RECORDS SHOWN:
▽

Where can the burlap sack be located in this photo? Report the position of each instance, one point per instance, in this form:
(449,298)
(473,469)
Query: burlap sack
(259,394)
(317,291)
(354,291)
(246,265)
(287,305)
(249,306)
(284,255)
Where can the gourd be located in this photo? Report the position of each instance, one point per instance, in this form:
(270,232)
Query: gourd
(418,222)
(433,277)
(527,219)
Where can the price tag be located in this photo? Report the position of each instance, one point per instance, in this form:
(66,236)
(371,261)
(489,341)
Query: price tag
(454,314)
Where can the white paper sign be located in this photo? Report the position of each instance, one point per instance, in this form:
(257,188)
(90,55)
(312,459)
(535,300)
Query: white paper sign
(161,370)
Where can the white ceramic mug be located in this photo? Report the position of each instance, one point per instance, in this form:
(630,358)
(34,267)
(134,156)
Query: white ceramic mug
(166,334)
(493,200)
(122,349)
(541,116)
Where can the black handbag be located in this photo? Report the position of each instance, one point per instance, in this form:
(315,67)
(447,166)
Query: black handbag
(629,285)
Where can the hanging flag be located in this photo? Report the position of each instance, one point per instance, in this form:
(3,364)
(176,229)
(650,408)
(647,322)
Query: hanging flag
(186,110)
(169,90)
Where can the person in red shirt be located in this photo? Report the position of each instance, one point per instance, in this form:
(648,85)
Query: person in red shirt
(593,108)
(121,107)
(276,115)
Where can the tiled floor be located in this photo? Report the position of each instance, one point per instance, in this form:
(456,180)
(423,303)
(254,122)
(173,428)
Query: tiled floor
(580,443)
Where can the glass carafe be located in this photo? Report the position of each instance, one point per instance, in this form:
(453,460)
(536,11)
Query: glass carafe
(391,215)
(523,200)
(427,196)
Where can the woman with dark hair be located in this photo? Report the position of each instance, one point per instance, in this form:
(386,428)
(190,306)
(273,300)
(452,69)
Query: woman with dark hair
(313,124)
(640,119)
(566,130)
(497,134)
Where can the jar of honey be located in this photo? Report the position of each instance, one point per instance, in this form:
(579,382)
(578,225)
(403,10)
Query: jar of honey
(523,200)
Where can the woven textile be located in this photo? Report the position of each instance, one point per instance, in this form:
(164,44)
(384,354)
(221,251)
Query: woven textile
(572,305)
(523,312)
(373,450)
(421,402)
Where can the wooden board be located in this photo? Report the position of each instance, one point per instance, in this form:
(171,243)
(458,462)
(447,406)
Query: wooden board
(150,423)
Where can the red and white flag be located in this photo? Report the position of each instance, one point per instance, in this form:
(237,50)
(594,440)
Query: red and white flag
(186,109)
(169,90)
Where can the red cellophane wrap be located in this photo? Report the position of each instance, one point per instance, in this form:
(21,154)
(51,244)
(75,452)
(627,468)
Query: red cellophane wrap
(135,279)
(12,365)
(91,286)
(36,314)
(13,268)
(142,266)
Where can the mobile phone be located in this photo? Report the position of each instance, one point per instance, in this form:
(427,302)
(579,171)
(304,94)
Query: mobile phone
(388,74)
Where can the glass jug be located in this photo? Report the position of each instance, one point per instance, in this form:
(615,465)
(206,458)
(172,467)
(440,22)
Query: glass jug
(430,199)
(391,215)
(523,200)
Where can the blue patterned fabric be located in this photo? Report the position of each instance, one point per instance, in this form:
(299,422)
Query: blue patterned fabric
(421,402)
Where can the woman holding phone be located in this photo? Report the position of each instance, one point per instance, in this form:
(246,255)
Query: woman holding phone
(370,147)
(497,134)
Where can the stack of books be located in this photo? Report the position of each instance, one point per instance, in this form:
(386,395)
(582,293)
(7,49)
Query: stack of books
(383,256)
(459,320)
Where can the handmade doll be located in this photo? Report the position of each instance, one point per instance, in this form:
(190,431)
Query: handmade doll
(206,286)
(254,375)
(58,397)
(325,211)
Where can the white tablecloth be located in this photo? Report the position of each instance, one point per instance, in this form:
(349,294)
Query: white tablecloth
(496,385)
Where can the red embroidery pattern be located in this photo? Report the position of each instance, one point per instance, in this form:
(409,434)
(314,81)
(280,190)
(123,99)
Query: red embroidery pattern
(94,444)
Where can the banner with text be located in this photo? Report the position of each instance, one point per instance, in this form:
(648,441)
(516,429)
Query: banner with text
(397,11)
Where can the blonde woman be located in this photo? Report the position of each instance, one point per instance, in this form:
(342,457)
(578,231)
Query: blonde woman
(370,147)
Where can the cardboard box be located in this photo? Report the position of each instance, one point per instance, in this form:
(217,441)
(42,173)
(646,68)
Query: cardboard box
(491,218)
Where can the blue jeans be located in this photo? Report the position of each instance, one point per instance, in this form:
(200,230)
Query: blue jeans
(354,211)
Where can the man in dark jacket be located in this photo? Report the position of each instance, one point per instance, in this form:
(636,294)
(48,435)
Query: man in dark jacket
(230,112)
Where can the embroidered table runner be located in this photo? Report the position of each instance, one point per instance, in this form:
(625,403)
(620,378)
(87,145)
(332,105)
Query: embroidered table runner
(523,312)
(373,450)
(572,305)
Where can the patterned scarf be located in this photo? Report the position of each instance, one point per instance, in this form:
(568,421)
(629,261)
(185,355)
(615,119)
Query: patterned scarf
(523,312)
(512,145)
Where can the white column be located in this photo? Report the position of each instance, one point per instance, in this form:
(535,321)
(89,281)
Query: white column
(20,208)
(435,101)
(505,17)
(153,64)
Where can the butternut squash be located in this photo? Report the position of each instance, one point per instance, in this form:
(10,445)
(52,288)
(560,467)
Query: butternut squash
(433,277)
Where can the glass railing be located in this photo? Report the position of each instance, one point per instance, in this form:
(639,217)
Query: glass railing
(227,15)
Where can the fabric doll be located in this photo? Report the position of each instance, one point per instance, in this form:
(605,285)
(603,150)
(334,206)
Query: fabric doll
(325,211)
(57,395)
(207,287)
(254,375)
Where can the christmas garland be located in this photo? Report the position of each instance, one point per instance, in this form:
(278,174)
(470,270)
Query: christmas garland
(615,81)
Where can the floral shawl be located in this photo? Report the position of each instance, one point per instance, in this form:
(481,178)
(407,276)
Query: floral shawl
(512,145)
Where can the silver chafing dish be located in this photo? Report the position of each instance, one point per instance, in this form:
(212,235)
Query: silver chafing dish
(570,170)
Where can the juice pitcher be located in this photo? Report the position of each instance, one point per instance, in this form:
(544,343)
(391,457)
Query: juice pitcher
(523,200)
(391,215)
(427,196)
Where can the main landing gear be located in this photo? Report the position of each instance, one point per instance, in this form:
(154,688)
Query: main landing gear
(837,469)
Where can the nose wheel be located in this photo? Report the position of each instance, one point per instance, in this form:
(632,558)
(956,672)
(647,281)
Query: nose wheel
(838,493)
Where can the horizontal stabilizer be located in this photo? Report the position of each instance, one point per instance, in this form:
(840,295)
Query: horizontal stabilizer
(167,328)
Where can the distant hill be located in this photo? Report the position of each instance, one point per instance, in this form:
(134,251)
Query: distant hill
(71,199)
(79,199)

△

EXERCISE DIRECTIONS: Transcribe the entries above, every line exactly as it reads.

ANSWER SECTION:
Where can the burlap sack be located in this photo? Report the position of each instance, one point per instance, in this form:
(449,298)
(473,469)
Query: burlap sack
(259,394)
(317,291)
(354,291)
(246,265)
(287,305)
(249,306)
(284,255)
Where can the gourd be located in this photo? Report the position of each instance, one point per instance, in this form:
(270,232)
Query: gourd
(418,222)
(433,277)
(527,219)
Where can the price tag be located in this photo? Report the position of each instance, one point per instance, in this form:
(66,236)
(371,261)
(489,341)
Query: price tag
(454,314)
Where can the white paper sign be located in this photo? Report the position of each instance, one point per instance, in this form:
(257,188)
(90,55)
(312,459)
(535,300)
Query: white paper sign
(161,370)
Where can the white ceramic mug be located in this photo? Report the position of each instance, one point per instance, in this form:
(630,358)
(34,267)
(134,156)
Query: white ceramic mug
(166,334)
(493,200)
(122,349)
(541,116)
Where can the black handbag be located in this photo? Report the position of each instance, one point per instance, in this form:
(315,67)
(447,166)
Query: black handbag
(629,285)
Where can the hanging flag be located in this photo? Report the position of each instance, one point per instance, in this form:
(3,364)
(176,229)
(650,408)
(647,322)
Query: hanging flag
(186,110)
(169,90)
Where can the person in red shirt be located in this photo? Report the position of each instance, one point per instance, in this form:
(648,85)
Query: person in red shirt
(593,108)
(121,107)
(276,115)
Where can the tiled floor be located in this photo? Report the position of each instance, one point per instance, in this form:
(456,180)
(423,303)
(254,122)
(173,428)
Query: tiled floor
(580,443)
Where can the glass carafe be located in this photo? Report the position of each instance, one point per instance, in this form:
(453,460)
(536,11)
Query: glass carafe
(391,215)
(523,200)
(427,196)
Where can the woman with dark hair be located in this photo? Report the position of each instance, one point per instance, in this form:
(386,428)
(190,306)
(273,300)
(452,69)
Query: woman with dark hair
(313,124)
(640,119)
(566,130)
(497,134)
Where can the jar of honey be located in this photo? Report the position of each instance, one point per instance, in this form:
(579,382)
(578,225)
(403,10)
Query: jar of honey
(523,200)
Where can the woven textile be located in this photo? Report the position of each instance, one point per instance, in this form:
(164,44)
(384,354)
(221,251)
Query: woven textile
(572,305)
(523,312)
(373,450)
(421,402)
Where can the wooden board be located in this photo? Report the position of each instance, one point per instance, in this form:
(171,243)
(458,462)
(447,406)
Query: wooden board
(150,423)
Where can the red and white flag be located in this photo? Report the position of each instance, one point per instance, in this form:
(237,50)
(594,440)
Query: red and white flag
(186,109)
(169,90)
Where can the red cellophane wrap be located in this photo? Report the position of each instance, one point per instance, in this form:
(21,154)
(51,244)
(75,452)
(627,468)
Query: red cellophane wrap
(135,279)
(12,365)
(91,286)
(36,314)
(13,268)
(142,266)
Where can the mobile phone be located in this photo? Report the position of each instance, one point per instance, in this form:
(427,302)
(579,171)
(304,94)
Query: mobile phone
(388,74)
Where can the glass jug be located in this photo? Report the position of each instance, one point per instance, in this form:
(615,465)
(206,458)
(172,467)
(440,22)
Query: glass jug
(430,199)
(391,215)
(523,200)
Where can the blue patterned fabric be located in this photo? Report the position of each instance, one point per instance, in this form:
(299,422)
Query: blue patterned fabric
(421,402)
Where can the woman holding phone be located in this photo? Report the position of each instance, one point per instance, in this form:
(246,255)
Query: woman holding phone
(370,147)
(497,134)
Where can the stack of books be located in this photo? Report the position of each instance, one point per instance, in this form:
(386,395)
(582,293)
(7,49)
Query: stack of books
(383,256)
(459,320)
Where can the handmade doll be located in this photo? Report the position of each instance, one point per instance, in this form:
(190,431)
Query: handmade doll
(206,286)
(254,375)
(58,397)
(325,211)
Where can the white tablecloth be located in this photo? Report the position of each instance, one point per instance, in this form:
(349,294)
Query: white tablecloth
(496,385)
Where can the red embroidery pattern be located in this photo? Report the position of each instance, one point per instance, in this form:
(409,434)
(314,81)
(280,190)
(123,99)
Query: red embroidery pattern
(94,444)
Where can the banner with text be located in this photo? Report the position of each instance, one point per instance, in this form:
(648,441)
(516,429)
Query: banner with text
(397,11)
Where can the blonde woman be located in this photo? Report the position of each instance, one point per instance, in this form:
(342,457)
(578,231)
Query: blonde woman
(370,147)
Where can the cardboard box be located in this photo? Report the position of each instance, one point per instance, in this form:
(217,441)
(42,173)
(646,68)
Query: cardboard box
(491,218)
Where can the blue jeans be located in this photo? Report the position of each instance, one point per instance, in this form:
(200,230)
Query: blue jeans
(354,211)
Where can the man in dark jacket be located in this photo? Report the position of each instance, one point per instance, in this form:
(636,294)
(48,435)
Query: man in dark jacket
(230,112)
Where can the embroidered table runner be located in this photo? Report the position of each instance, one point per instance, in this form:
(625,403)
(620,378)
(87,145)
(332,105)
Query: embroidered table runner
(523,312)
(373,450)
(572,305)
Where can the patterned scarf be located in this photo? Report the position of each instance, one point per instance, in this form:
(568,421)
(629,261)
(185,355)
(615,119)
Query: patterned scarf
(523,312)
(512,145)
Where can the white column be located in this photo? Report the position of each instance, one point per instance, in this form:
(535,321)
(89,281)
Query: white column
(20,208)
(435,101)
(505,17)
(153,64)
Where can the butternut squash be located in this photo? Report the position of each instance, one point per instance, in this form:
(10,445)
(52,288)
(560,467)
Query: butternut squash
(433,277)
Where can the glass railing be located in this photo? Report the position of each instance, one point per instance, in this form:
(639,217)
Query: glass railing
(227,15)
Where can the fabric doll be located in this photo? Report the position of each instance, one point per instance, in this form:
(605,285)
(603,150)
(334,206)
Query: fabric doll
(325,211)
(57,395)
(207,287)
(254,375)
Where can the christmas garland be located in this photo? Report the position of each instance, one point per instance, in this form:
(278,174)
(470,270)
Query: christmas garland
(615,81)
Where can the floral shawl be located in this photo? Report the position of each instance, one point per instance, in this form:
(481,178)
(407,276)
Query: floral shawl
(512,145)
Where can the silver chafing dish be located in this photo? Report the position of each instance, one point per instance, in this form:
(212,235)
Query: silver chafing dish
(570,170)
Where can the juice pitcher be located in this photo? Report the position of each instance, one point per instance, in this form:
(544,343)
(391,457)
Query: juice pitcher
(523,200)
(391,215)
(427,196)
Where can the main landing gear be located in this photo? Report the position of each instance, one point per instance, in this form:
(154,688)
Query: main landing gear
(837,469)
Where can the nose wheel be located in this photo? Report the position of each instance, one point per instance, in this form:
(632,558)
(956,672)
(647,281)
Query: nose wheel
(838,493)
Where can the horizontal stabilizer be located in this photo? Report the position of each instance, one point per instance, in this form:
(840,295)
Query: horizontal stabilizer
(167,328)
Where can the distant hill be located in this photo? Report the position of each instance, one point per instance, in this form:
(134,251)
Query: distant hill
(71,199)
(79,199)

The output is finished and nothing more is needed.